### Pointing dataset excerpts
=-=-=
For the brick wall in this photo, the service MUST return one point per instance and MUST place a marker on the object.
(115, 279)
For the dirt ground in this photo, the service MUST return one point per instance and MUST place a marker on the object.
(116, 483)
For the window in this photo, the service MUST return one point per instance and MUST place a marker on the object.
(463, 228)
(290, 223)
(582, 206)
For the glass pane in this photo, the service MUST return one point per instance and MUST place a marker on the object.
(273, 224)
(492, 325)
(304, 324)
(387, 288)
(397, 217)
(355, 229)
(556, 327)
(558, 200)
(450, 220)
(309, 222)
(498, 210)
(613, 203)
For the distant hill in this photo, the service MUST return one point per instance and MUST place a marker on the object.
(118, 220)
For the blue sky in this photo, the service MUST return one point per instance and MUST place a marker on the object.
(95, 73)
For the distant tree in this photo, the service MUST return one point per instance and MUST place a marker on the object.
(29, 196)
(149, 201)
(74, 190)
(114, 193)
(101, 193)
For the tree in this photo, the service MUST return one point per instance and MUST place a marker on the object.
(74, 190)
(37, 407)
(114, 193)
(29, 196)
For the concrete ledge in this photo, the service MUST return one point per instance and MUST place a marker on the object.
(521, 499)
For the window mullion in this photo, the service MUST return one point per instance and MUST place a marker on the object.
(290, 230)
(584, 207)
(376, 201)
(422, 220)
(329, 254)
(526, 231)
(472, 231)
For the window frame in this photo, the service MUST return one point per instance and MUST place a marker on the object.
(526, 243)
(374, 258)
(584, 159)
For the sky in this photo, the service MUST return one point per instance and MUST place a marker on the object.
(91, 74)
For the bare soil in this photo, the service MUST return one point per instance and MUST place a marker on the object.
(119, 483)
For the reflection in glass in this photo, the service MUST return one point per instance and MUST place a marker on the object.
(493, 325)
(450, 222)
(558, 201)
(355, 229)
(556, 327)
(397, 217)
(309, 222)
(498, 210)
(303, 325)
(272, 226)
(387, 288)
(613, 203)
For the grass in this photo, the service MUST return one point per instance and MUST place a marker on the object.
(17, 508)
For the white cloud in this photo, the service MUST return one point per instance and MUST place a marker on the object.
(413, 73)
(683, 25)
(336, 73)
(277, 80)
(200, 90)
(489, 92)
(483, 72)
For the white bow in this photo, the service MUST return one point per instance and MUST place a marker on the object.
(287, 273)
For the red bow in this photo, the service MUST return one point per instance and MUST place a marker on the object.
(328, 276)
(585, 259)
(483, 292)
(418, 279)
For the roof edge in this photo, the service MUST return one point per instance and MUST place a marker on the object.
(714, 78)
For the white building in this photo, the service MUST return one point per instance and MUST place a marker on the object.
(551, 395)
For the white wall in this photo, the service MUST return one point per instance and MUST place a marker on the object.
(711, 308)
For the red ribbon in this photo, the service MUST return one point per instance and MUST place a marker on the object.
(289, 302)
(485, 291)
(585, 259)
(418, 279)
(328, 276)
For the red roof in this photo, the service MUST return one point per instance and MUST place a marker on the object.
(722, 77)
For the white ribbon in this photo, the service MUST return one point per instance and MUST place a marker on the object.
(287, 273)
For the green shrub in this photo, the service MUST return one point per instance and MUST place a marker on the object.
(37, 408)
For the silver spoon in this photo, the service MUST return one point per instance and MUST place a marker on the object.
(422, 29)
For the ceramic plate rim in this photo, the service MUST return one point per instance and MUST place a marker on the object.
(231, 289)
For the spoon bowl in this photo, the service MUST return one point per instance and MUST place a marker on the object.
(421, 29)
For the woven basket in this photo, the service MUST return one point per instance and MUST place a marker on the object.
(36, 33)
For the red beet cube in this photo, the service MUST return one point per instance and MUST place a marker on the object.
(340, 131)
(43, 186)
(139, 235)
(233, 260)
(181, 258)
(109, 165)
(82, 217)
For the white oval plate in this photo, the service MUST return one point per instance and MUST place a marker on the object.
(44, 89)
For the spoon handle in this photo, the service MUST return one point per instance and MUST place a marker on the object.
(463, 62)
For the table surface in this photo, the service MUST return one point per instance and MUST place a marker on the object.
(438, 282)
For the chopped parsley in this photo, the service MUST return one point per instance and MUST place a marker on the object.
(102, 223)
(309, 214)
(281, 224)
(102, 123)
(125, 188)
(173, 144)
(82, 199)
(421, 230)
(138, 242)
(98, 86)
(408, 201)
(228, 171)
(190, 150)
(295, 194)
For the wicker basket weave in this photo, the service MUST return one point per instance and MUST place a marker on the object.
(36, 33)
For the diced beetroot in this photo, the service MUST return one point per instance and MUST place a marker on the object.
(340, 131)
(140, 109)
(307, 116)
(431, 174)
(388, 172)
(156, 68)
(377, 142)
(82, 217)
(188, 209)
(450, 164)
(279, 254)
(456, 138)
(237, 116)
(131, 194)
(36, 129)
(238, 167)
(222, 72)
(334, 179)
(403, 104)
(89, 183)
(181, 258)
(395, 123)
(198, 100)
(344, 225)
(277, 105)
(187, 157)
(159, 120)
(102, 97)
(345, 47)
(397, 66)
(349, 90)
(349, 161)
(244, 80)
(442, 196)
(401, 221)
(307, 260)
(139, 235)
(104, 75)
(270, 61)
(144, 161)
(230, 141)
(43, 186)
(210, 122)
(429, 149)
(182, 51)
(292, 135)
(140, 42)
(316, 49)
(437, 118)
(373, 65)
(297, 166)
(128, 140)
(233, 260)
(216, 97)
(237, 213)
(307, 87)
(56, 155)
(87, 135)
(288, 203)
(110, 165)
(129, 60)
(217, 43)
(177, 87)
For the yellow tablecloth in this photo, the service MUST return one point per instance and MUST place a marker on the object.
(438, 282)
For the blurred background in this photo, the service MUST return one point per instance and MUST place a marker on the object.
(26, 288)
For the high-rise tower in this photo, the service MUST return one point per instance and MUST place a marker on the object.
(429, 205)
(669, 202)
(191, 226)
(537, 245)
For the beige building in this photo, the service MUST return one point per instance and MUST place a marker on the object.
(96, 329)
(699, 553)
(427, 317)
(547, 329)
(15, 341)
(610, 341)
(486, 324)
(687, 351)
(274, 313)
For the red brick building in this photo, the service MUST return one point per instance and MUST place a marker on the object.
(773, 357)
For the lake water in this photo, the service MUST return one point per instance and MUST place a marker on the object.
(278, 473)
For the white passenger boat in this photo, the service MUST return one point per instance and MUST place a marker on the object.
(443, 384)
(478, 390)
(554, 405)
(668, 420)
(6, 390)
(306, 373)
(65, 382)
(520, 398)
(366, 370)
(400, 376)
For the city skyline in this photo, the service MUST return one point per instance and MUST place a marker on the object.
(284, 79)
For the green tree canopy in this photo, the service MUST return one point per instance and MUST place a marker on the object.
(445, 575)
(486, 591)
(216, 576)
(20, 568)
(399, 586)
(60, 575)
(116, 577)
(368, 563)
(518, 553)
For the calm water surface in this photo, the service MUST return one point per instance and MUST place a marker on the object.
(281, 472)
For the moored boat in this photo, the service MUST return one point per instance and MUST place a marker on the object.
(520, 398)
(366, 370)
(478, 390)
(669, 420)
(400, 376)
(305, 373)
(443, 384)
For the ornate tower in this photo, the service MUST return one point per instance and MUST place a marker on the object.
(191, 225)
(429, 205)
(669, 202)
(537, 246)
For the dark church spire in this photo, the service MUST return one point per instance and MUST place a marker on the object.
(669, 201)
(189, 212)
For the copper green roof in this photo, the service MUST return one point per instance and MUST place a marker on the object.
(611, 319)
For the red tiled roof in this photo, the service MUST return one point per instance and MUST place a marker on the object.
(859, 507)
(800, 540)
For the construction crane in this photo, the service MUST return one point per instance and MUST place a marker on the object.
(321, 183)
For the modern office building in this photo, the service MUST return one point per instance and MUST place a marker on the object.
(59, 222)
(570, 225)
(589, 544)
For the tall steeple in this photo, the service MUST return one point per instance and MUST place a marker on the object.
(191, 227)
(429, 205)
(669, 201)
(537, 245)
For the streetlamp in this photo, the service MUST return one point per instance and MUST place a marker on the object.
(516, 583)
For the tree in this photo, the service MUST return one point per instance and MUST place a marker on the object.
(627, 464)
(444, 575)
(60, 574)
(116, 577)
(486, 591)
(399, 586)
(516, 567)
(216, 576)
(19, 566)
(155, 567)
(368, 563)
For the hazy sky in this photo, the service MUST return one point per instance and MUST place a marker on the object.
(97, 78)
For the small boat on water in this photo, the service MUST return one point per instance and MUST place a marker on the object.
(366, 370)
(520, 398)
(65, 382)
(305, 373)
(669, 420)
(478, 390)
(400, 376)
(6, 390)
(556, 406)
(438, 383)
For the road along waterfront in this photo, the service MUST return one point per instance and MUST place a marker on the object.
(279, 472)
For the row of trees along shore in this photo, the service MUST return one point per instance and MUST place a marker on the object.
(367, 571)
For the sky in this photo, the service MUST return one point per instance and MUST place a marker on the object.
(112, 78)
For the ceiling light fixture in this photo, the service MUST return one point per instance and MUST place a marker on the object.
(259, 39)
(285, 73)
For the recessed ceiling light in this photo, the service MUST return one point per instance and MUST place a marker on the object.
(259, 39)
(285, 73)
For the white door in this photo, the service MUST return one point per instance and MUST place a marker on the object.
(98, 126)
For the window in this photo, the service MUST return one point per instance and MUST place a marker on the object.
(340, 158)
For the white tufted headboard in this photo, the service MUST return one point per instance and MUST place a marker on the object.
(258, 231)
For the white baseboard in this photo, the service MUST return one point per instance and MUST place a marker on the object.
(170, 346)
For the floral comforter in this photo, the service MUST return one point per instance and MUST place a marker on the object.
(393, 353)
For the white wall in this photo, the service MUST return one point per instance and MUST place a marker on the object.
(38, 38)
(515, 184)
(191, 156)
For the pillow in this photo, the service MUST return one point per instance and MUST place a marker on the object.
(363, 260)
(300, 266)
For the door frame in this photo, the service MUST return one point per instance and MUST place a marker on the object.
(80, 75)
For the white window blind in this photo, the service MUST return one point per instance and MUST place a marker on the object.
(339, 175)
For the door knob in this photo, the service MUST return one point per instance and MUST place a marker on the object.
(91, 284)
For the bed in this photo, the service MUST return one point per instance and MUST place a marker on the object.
=-=-=
In the entries above, find the line containing "For the pillow". Set down that line and every line after it through the last one, exactly and alone.

For the pillow in this photo, the service MUST return one point per instance and MUST place a marker on the object.
(363, 260)
(300, 266)
For the door frame in this photo, the service MUST return one point per instance and MUST place a marker on the object.
(80, 75)
For the white window blind in this photo, the service MUST return one point per instance and MUST place a marker on the object.
(339, 175)
For the door knob in this photo, the service MUST return one point per instance and MUST place a marker on the object.
(91, 284)
For the bed in this photo, the service MUST return one point per instance and MUST place a marker on the object.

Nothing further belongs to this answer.